== Extrait choisi
Lorsque j'aborde cette question de "nécessité" donc, mes interlocuteurs me posent toujours la question de savoir si les langues mahoraises sont véritablement en danger pour que l’on ait besoin de les sauvegarder. Et de mon côté, je leur réponds toujours "oui". "Oui" quand l'on voit que l’utilisation de ces langues auprès des jeunes aujourd’hui, auprès du public scolaire, est une utilisation quelque peu approximative. Il y a, par conséquent, des raisons de s’inquiéter de l’évolution des langues mahoraises, que nous allons à présent identifier.
 
Nous avons trois langues qui sont majoritairement parlées à Mayotte : la langue française, langue officielle, le [[w:Mahorais|shimaoré]] qui est d’origine bantoue et le [[w:Shibushi|kibushi]] qui appartient à la famille des Langues malayo-polynésiennes.
 
S’interroger sur leur emploi dans la société mahoraise, cela signifie analyser les usages linguistiques, les codes de langage, les pratiques des locuteurs en tout temps mais également en tout lieu, dans la mesure où tout espace qui est physiquement occupé est potentiellement un espace de production verbale ou écrite ou un lieu d’interaction pour les individus. Ces usages ou ces pratiques sont nécessairement à mettre en lien avec les comportements généraux ou spécifiques des locuteurs et avec les choix opérés par ces derniers, étant entendu que les uns comme les autres sont tributaires des représentations sociales et culturelles qui sont à l’œuvre sur le territoire. L’emploi des langues présuppose la définition d’un territoire symbolique qui permette au locuteur de dire son identité, mais encore faut-il savoir quelle langue utiliser dans son environnement, dans les espaces que l’on investit, sur des territoires anciennement colonisés tels que les nôtres, tels que Mayotte, et dans lesquels les langues régionales n’ont pas encore véritablement leur place.
 
La pratique des langues mahoraises, jusque là inscrite dans un climat social apaisé, est un peu mise à mal, notamment par des discours idéologiques qui incitent le locuteur à subir l’impératif de la pratique de la langue française ou qui le placent dans une incapacité à se défaire de ces discours. L’un de ces derniers consiste ainsi à faire croire que la pratique libre du shimaoré ou du kibushi ne permet pas aux Mahorais de maîtriser la langue française, langue de la réussite scolaire.
====
== Données fournies
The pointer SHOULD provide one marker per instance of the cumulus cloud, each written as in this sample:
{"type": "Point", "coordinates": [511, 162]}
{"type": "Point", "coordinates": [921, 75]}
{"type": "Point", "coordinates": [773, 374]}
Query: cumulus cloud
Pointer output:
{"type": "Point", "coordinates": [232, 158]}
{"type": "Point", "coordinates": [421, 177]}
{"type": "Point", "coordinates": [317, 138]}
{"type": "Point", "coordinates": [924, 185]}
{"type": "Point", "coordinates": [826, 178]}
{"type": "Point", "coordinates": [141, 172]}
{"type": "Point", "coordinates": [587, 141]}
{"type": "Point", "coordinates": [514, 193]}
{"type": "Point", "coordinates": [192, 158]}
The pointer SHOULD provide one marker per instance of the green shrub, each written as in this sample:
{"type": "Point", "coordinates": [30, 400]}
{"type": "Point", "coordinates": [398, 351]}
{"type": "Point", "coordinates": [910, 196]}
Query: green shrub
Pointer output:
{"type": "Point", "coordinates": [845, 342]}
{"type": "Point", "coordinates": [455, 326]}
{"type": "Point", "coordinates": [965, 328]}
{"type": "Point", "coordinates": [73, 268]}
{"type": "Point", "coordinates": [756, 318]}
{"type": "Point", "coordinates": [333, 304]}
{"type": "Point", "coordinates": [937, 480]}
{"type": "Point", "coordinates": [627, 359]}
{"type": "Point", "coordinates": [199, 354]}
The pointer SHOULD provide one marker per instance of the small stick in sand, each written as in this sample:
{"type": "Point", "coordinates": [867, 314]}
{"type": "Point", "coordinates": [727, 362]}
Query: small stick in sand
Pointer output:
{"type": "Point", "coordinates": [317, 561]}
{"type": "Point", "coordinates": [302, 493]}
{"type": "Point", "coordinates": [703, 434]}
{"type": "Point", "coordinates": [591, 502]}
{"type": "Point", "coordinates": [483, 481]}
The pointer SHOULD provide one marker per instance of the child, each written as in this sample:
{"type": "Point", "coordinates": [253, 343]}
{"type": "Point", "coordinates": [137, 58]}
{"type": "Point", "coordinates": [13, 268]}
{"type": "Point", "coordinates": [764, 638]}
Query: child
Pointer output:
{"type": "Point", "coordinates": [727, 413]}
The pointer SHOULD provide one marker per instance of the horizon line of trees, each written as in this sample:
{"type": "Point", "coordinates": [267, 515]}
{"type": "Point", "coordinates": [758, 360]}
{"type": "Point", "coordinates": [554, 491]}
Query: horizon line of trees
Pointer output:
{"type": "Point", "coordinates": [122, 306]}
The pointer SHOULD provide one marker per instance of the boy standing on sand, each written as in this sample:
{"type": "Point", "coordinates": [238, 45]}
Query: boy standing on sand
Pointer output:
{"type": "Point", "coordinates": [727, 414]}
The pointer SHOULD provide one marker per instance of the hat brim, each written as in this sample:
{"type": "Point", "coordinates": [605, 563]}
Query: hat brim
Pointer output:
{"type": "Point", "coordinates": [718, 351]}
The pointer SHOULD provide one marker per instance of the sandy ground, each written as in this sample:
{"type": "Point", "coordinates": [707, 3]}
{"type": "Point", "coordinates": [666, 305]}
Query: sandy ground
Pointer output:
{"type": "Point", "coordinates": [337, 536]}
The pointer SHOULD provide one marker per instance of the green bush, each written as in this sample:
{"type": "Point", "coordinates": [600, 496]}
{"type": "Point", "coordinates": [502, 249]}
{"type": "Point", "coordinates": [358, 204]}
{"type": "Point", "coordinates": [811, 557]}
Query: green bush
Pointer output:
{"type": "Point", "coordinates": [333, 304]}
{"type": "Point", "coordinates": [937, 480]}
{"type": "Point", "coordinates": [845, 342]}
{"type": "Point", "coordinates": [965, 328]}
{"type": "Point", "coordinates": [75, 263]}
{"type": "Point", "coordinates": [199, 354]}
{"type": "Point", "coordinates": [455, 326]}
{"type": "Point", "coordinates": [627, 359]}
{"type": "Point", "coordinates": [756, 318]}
====
__Travail à faire__:
• A. Recopiez à l'identique les lignes de données, de celle qui contient "The pointer SHOULD provide one marker per instance of the hat" jusqu'à la dernière ligne de données, ces deux bornes comprises.
• B. Rédigez la suite du texte sur les langues parlées à Mayotte, en reprenant après sa dernière phrase.

__Réponses fournies__:
• A.
The pointer SHOULD provide one marker per instance of the hat brim, each written as in this sample:
{"type": "Point", "coordinates": [605, 563]}
Query: hat brim
Pointer output:
{"type": "Point", "coordinates": [718, 351]}
The pointer SHOULD provide one marker per instance of the sandy ground, each written as in this sample:
{"type": "Point", "coordinates": [707, 3]}
{"type": "Point", "coordinates": [666, 305]}
Query: sandy ground
Pointer output:
{"type": "Point", "coordinates": [337, 536]}
The pointer SHOULD provide one marker per instance of the green bush, each written as in this sample:
{"type": "Point", "coordinates": [600, 496]}
{"type": "Point", "coordinates": [502, 249]}
{"type": "Point", "coordinates": [358, 204]}
{"type": "Point", "coordinates": [811, 557]}
Query: green bush
Pointer output:
{"type": "Point", "coordinates": [333, 304]}
{"type": "Point", "coordinates": [937, 480]}
{"type": "Point", "coordinates": [845, 342]}
{"type": "Point", "coordinates": [965, 328]}
{"type": "Point", "coordinates": [75, 263]}
{"type": "Point", "coordinates": [199, 354]}
{"type": "Point", "coordinates": [455, 326]}
{"type": "Point", "coordinates": [627, 359]}
{"type": "Point", "coordinates": [756, 318]}

• B.
Un tel propos ne peut évidemment pas être compris par les Mahorais parce que cela signifierait que l’inverse est également vérifiable, en ce sens que la pratique accrue du français est susceptible de freiner ou d’étouffer le développement des langues mahoraises. Mais affirmer l’un comme l’autre de ces discours, le discours réel et le discours hypothétique, reviendrait finalement à vivre le plurilinguisme plutôt comme une voie sans issue au lieu de le considérer comme une ouverture ou comme le début du rapprochement entre les cultures.
 
Affirmer cela reviendrait aussi à laisser sous-entendre que la coexistence des langues en présence sur le territoire mahorais constituerait un problème et que les institutionnels seraient dans l’impossibilité de prendre en charge une société où le multilinguisme a toujours existé et où les locuteurs sont plurilingues.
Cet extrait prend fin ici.